Rows of bounding box annotation data:

◇ ◇ ◇ ◇ ◇

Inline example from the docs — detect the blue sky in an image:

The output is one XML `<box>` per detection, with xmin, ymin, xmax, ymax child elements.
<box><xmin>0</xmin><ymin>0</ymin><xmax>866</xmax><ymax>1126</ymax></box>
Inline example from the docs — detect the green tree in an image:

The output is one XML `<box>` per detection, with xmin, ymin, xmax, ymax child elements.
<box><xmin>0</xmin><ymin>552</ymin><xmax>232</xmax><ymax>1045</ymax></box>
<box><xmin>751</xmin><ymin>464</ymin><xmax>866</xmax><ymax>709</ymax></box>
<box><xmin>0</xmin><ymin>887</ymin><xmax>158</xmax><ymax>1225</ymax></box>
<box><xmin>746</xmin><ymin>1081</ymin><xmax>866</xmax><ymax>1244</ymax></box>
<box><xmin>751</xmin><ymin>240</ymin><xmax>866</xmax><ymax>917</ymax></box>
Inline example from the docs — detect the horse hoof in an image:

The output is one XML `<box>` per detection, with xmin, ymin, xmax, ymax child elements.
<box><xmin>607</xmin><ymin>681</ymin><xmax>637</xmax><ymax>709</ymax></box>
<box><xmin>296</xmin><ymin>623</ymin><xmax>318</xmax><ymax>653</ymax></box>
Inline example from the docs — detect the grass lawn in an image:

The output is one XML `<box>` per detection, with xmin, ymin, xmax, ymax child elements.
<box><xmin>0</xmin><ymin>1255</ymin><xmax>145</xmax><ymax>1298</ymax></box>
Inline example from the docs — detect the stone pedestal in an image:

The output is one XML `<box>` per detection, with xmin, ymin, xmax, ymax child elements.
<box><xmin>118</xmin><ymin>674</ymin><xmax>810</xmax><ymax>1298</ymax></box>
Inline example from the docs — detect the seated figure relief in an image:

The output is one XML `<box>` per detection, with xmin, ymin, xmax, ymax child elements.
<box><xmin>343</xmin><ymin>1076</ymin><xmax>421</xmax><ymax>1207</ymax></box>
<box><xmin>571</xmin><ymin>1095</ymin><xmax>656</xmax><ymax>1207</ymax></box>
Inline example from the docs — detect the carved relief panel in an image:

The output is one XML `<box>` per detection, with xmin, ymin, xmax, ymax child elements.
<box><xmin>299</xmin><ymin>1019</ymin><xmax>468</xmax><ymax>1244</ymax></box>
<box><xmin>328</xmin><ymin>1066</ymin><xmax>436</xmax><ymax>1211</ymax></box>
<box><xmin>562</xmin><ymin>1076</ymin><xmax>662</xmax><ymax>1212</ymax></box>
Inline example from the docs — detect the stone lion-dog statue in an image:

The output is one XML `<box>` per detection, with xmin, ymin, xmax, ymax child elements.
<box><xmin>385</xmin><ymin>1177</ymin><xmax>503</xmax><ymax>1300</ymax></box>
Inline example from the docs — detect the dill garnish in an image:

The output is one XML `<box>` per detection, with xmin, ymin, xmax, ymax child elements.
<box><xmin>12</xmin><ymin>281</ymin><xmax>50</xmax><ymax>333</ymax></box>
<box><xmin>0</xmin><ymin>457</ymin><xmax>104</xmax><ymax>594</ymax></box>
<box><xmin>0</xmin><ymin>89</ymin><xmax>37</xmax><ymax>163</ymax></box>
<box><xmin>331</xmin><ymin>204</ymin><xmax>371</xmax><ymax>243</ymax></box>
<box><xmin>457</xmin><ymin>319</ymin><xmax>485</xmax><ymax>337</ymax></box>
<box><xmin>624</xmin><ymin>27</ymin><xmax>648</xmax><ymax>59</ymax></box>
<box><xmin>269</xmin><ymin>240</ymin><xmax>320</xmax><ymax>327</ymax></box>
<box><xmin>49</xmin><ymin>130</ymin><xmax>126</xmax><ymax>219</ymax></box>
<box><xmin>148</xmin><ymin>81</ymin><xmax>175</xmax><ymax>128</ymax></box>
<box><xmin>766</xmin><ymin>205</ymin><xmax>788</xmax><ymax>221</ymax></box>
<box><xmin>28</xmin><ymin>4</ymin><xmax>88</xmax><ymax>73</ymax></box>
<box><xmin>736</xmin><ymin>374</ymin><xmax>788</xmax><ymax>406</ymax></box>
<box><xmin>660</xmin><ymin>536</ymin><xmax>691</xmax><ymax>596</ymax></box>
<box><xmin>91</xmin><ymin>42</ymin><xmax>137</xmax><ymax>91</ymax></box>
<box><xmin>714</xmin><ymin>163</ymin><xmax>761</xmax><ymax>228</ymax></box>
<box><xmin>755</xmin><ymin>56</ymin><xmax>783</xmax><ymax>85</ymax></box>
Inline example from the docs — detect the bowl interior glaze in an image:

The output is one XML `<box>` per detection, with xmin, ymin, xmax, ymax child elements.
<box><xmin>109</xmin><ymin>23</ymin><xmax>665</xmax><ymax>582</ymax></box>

◇ ◇ ◇ ◇ ◇

Exercise requirements:
Can you rescale the data from the line with "Inline example from the docs — detect the bowl" through the end of the data, reproducing the request lines as they are and multiplying every box coordinate in the answers by 2.2, rounded to whole numbers with halves going up?

Exercise response:
Inline example from the docs — detect the bowl interior glaze in an image:

The output is one XML `<box>` per detection, with xmin, ymin, xmax, ymax child elements.
<box><xmin>240</xmin><ymin>51</ymin><xmax>1463</xmax><ymax>1280</ymax></box>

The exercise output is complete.